• _EXERCISE_
Pick out every line in the data below that contains the string "tile", treating uppercase and lowercase letters as different.

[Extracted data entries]
⁂

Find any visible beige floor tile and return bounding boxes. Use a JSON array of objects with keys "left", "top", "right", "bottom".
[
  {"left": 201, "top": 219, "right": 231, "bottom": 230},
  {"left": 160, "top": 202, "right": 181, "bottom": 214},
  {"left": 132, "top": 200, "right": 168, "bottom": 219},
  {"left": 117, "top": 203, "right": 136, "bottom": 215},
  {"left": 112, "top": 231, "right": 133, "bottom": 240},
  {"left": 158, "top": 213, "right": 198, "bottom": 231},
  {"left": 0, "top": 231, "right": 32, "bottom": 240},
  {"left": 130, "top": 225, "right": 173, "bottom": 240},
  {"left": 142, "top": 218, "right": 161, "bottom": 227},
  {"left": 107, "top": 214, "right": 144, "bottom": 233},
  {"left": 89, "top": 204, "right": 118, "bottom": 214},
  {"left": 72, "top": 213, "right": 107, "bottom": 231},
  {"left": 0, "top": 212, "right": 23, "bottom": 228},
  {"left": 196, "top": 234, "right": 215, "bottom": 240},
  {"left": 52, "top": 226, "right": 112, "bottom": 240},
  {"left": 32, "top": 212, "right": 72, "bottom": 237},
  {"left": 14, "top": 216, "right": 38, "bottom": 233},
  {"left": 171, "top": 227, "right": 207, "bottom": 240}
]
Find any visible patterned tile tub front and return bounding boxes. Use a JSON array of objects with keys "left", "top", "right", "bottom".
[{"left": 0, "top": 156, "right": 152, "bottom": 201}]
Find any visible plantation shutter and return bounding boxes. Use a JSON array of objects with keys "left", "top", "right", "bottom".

⁂

• _WRITTEN SOLUTION_
Find any visible beige floor tile and return bounding boxes. Use a JSON array of objects with keys "left", "top", "right", "bottom".
Find any visible patterned tile tub front and return bounding boxes. Use a JSON array of objects with keys "left", "top", "right", "bottom".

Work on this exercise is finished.